■ TASK DETAILS: Make an exact copy of the entries below and leave any picture out of it.

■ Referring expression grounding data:

══════════════════════════════

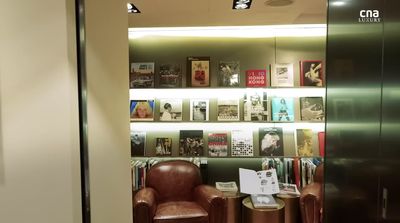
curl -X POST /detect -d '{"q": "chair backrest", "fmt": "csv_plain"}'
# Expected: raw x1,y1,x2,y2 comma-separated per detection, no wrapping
314,163,324,183
146,160,202,202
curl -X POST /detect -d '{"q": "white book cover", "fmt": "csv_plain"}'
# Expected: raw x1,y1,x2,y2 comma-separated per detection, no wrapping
159,99,183,121
190,99,209,121
270,63,294,87
231,130,253,156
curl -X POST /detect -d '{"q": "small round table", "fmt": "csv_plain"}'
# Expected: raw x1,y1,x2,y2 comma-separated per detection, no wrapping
223,192,247,223
276,194,300,223
242,196,285,223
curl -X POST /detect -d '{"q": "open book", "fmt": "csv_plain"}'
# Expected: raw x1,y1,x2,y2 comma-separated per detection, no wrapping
239,168,280,195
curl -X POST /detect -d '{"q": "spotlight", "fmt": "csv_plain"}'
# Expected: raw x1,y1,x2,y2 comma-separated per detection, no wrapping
127,3,141,13
232,0,252,10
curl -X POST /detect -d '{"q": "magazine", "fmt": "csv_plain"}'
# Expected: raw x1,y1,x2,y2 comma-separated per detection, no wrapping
259,127,284,156
295,129,314,156
250,194,279,209
231,130,253,156
130,62,155,88
239,168,280,194
155,138,172,156
179,130,204,156
278,182,300,196
215,181,238,192
218,61,240,87
217,99,240,121
300,97,325,121
130,100,155,121
190,99,209,121
130,131,146,156
300,60,324,87
159,99,183,121
271,97,294,122
158,64,182,88
208,133,228,156
270,63,294,87
246,69,267,87
187,57,210,87
244,90,268,121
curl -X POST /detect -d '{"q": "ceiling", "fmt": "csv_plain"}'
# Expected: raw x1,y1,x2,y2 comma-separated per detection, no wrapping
128,0,327,28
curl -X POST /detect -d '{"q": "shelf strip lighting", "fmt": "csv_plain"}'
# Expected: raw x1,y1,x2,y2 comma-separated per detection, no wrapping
128,24,327,39
130,88,326,100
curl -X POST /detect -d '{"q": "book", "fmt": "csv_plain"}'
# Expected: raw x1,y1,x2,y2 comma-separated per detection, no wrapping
130,131,146,156
295,129,314,156
318,132,325,156
300,97,325,121
218,61,240,87
250,194,279,208
179,130,204,156
208,133,228,156
271,97,295,122
130,100,155,121
187,57,210,87
270,63,294,87
158,64,182,88
155,138,172,156
244,90,268,121
159,99,183,121
246,69,267,87
217,99,240,121
278,182,300,196
300,60,324,86
190,99,209,121
130,62,155,88
259,127,284,156
215,181,238,192
239,168,280,194
231,130,253,156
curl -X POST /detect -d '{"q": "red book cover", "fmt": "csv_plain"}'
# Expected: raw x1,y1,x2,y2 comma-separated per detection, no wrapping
293,158,301,189
318,132,325,157
246,70,267,87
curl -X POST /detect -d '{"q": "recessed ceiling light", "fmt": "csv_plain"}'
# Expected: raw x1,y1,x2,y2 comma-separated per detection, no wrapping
265,0,294,7
127,3,141,13
232,0,252,10
331,1,346,6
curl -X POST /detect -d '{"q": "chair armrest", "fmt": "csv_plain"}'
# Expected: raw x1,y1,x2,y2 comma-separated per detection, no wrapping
194,185,226,223
300,183,322,223
133,188,158,223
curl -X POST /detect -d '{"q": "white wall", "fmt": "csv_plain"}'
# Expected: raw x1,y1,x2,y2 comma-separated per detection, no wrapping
0,0,82,223
85,0,132,222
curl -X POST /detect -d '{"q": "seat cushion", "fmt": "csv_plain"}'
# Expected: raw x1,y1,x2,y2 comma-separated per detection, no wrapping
154,201,208,223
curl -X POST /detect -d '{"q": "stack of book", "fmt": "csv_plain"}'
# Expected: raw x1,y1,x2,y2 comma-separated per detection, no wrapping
250,194,279,209
215,181,239,195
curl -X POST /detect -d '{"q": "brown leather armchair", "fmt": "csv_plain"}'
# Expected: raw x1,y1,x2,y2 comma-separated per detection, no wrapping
300,163,324,223
133,160,226,223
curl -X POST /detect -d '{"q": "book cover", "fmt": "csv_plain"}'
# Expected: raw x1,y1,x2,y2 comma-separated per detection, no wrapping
246,69,267,87
271,97,295,122
208,133,228,157
130,131,146,156
159,99,183,121
187,57,210,87
155,138,172,156
190,99,209,121
215,181,238,192
259,127,284,156
244,90,268,121
300,60,324,87
130,100,155,121
158,64,182,88
300,97,325,121
218,61,240,87
270,63,294,87
179,130,204,156
295,129,314,156
130,62,155,88
231,130,253,156
250,194,279,209
318,132,325,156
217,99,240,121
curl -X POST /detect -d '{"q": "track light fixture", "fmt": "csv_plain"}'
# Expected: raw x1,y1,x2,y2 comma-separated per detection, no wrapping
233,0,252,10
127,3,141,13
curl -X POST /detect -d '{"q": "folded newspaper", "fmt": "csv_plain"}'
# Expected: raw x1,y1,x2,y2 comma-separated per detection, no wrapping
239,168,280,195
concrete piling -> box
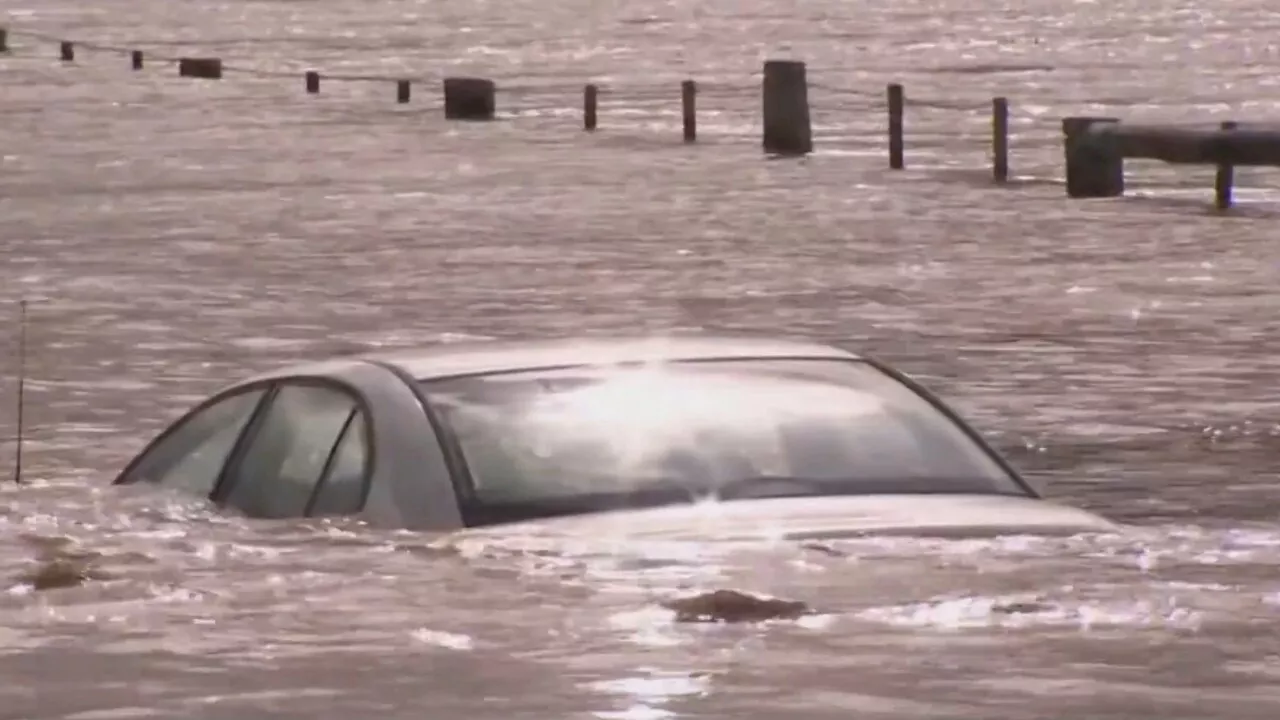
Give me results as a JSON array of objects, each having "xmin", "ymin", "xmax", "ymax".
[
  {"xmin": 1062, "ymin": 116, "xmax": 1124, "ymax": 198},
  {"xmin": 443, "ymin": 77, "xmax": 496, "ymax": 120},
  {"xmin": 761, "ymin": 60, "xmax": 812, "ymax": 155},
  {"xmin": 178, "ymin": 57, "xmax": 223, "ymax": 79}
]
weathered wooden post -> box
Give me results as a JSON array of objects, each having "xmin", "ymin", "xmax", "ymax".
[
  {"xmin": 583, "ymin": 84, "xmax": 597, "ymax": 131},
  {"xmin": 443, "ymin": 77, "xmax": 496, "ymax": 120},
  {"xmin": 682, "ymin": 80, "xmax": 697, "ymax": 143},
  {"xmin": 1062, "ymin": 116, "xmax": 1124, "ymax": 198},
  {"xmin": 0, "ymin": 27, "xmax": 9, "ymax": 53},
  {"xmin": 1215, "ymin": 120, "xmax": 1237, "ymax": 210},
  {"xmin": 178, "ymin": 57, "xmax": 223, "ymax": 79},
  {"xmin": 887, "ymin": 83, "xmax": 905, "ymax": 169},
  {"xmin": 305, "ymin": 71, "xmax": 320, "ymax": 94},
  {"xmin": 396, "ymin": 80, "xmax": 410, "ymax": 104},
  {"xmin": 131, "ymin": 50, "xmax": 143, "ymax": 70},
  {"xmin": 60, "ymin": 41, "xmax": 73, "ymax": 62},
  {"xmin": 761, "ymin": 60, "xmax": 812, "ymax": 155},
  {"xmin": 992, "ymin": 97, "xmax": 1009, "ymax": 183}
]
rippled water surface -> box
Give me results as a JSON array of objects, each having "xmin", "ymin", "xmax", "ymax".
[{"xmin": 3, "ymin": 0, "xmax": 1280, "ymax": 718}]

══════════════════════════════

■ ANSWER AREA:
curl -X POST /detect -d '{"q": "chair backrest", "fmt": "csv_plain"}'
# Expected: raw x1,y1,x2,y2 comma-separated per detection, no wrapping
314,163,324,183
146,160,202,202
curl -X POST /detect -d '{"q": "white book cover", "fmt": "csv_plain"}'
# Expected: raw x1,y1,x2,y2 comma-separated per detection, no wrapping
159,99,183,121
190,99,209,121
270,63,294,87
231,130,253,156
curl -X POST /detect -d '{"q": "small round table", "fmt": "csv_plain"}'
# Expected: raw x1,y1,x2,y2 comma-separated per detection, no wrapping
223,192,247,223
276,194,300,223
242,196,285,223
curl -X POST /detect -d '{"q": "open book", "fmt": "csv_plain"}'
# Expected: raw x1,y1,x2,y2 comma-separated per detection, no wrapping
239,168,280,195
curl -X POST /detect -d '{"q": "spotlight", "fmt": "csv_plain"}'
# Expected: raw x1,y1,x2,y2 comma-separated per detection, no wrapping
127,3,141,13
232,0,252,10
curl -X POST /detect -d '{"q": "magazine", "fmt": "csv_plain"}'
# Expected: raw x1,y1,x2,y2 comma-separated per detection, no wrapping
259,127,284,156
295,129,314,156
250,194,279,209
231,130,253,156
130,62,155,88
239,168,280,194
155,138,172,156
179,130,204,156
278,182,300,196
215,181,238,192
218,61,240,87
217,99,240,121
300,97,325,121
130,100,155,121
190,99,209,121
130,131,146,156
300,60,324,87
159,99,183,121
271,97,294,122
158,64,182,88
208,133,228,156
270,63,294,87
246,69,267,87
187,57,210,87
244,90,268,121
curl -X POST /detect -d '{"q": "ceiling", "fmt": "csv_plain"}'
# Expected: raw x1,y1,x2,y2 comma-separated per detection, no wrapping
128,0,327,28
curl -X POST /detect -d '{"q": "shelf strip lighting", "fmt": "csv_plain"}'
# Expected: raw x1,y1,x2,y2 comma-separated per detection, no wrapping
128,24,327,39
130,88,326,100
curl -X POST /detect -d '{"q": "book", "fmt": "csv_plain"}'
# Expected: raw x1,y1,x2,y2 comma-separated per detection, no wrapping
130,131,146,156
295,129,314,156
318,132,325,156
300,97,325,121
218,61,240,87
250,194,279,208
179,130,204,156
208,133,228,156
271,97,295,122
130,100,155,121
187,57,210,87
270,63,294,87
158,64,182,88
155,138,172,156
244,90,268,121
159,99,183,121
246,69,267,87
217,99,240,121
278,182,300,196
300,60,324,86
190,99,209,121
130,62,155,88
259,127,284,156
215,181,238,192
239,168,280,194
231,130,253,156
curl -X POST /detect -d '{"q": "red book cover", "fmt": "csv_plain"}'
# Expected: raw x1,y1,x2,y2 comma-separated per detection, no wrapping
293,158,301,189
318,132,325,157
246,70,267,87
curl -X POST /detect -d '{"q": "recessed ceiling light", "fmt": "csv_plain"}'
# Expected: raw x1,y1,x2,y2 comma-separated per detection, no wrapping
265,0,294,7
127,3,141,13
232,0,252,10
331,1,346,6
curl -X POST /detect -d '{"q": "chair armrest", "fmt": "csv_plain"}'
# Expected: raw x1,y1,x2,y2 comma-separated per detection, no wrapping
194,185,226,223
300,183,322,223
133,188,158,223
curl -X POST /detect -d '{"q": "white wall", "fmt": "csv_plain"}'
# Expected: raw x1,y1,x2,y2 comma-separated per detection, no wrapping
0,0,82,223
85,0,132,222
curl -X POST /detect -d '{"q": "seat cushion", "fmt": "csv_plain"}'
# Expected: raw x1,y1,x2,y2 comma-separated per detection, no wrapping
154,201,208,223
curl -X POST /detect -d '{"q": "stack of book", "fmt": "csv_plain"}'
# Expected: raw x1,y1,x2,y2 comma-separated per detection, no wrapping
250,194,279,209
215,181,239,195
curl -X POST /detect -d '{"q": "brown leather armchair", "fmt": "csv_plain"}'
# Expected: raw x1,y1,x2,y2 comma-separated per detection, no wrapping
300,163,324,223
133,160,226,223
curl -X POST /detect -d '{"q": "book cover", "fmt": "csv_plain"}'
# Expected: raw x1,y1,x2,y2 comma-separated per detection, no wrapping
246,69,267,87
271,97,295,122
208,133,228,157
130,131,146,156
159,99,183,121
187,57,210,87
155,138,172,156
190,99,209,121
215,181,238,192
259,127,284,156
244,90,268,121
300,60,324,87
130,100,155,121
158,64,182,88
300,97,325,121
218,61,240,87
270,63,294,87
179,130,204,156
295,129,314,156
130,62,155,88
231,130,253,156
250,194,279,209
318,132,325,156
217,99,240,121
curl -X POST /detect -d '{"q": "track light fixture", "fmt": "csv_plain"}'
# Expected: raw x1,y1,x2,y2 comma-separated per detection, no wrapping
233,0,252,10
127,3,141,13
curl -X POST /detect -d '{"q": "folded newspaper", "fmt": "csv_plain"}'
# Expected: raw x1,y1,x2,y2 comma-separated per detection, no wrapping
239,168,280,195
concrete piling -> box
Give me results as a JSON array of objects, each having "xmin", "ymin", "xmax", "ymax".
[
  {"xmin": 1062, "ymin": 116, "xmax": 1124, "ymax": 198},
  {"xmin": 443, "ymin": 77, "xmax": 496, "ymax": 120},
  {"xmin": 761, "ymin": 60, "xmax": 812, "ymax": 155},
  {"xmin": 178, "ymin": 57, "xmax": 223, "ymax": 79}
]
weathered wooden post -> box
Give me results as a JSON array of objects, each having "xmin", "ymin", "xmax", "ymax".
[
  {"xmin": 583, "ymin": 84, "xmax": 597, "ymax": 131},
  {"xmin": 443, "ymin": 77, "xmax": 496, "ymax": 120},
  {"xmin": 682, "ymin": 80, "xmax": 697, "ymax": 143},
  {"xmin": 1062, "ymin": 116, "xmax": 1124, "ymax": 198},
  {"xmin": 0, "ymin": 27, "xmax": 9, "ymax": 53},
  {"xmin": 1215, "ymin": 120, "xmax": 1237, "ymax": 210},
  {"xmin": 178, "ymin": 57, "xmax": 223, "ymax": 79},
  {"xmin": 887, "ymin": 83, "xmax": 905, "ymax": 169},
  {"xmin": 305, "ymin": 71, "xmax": 320, "ymax": 94},
  {"xmin": 396, "ymin": 80, "xmax": 410, "ymax": 104},
  {"xmin": 131, "ymin": 50, "xmax": 143, "ymax": 70},
  {"xmin": 60, "ymin": 41, "xmax": 73, "ymax": 62},
  {"xmin": 761, "ymin": 60, "xmax": 812, "ymax": 155},
  {"xmin": 992, "ymin": 97, "xmax": 1009, "ymax": 183}
]
rippled water surface -> box
Give me results as a JSON array of objects, each having "xmin", "ymin", "xmax", "ymax".
[{"xmin": 3, "ymin": 0, "xmax": 1280, "ymax": 718}]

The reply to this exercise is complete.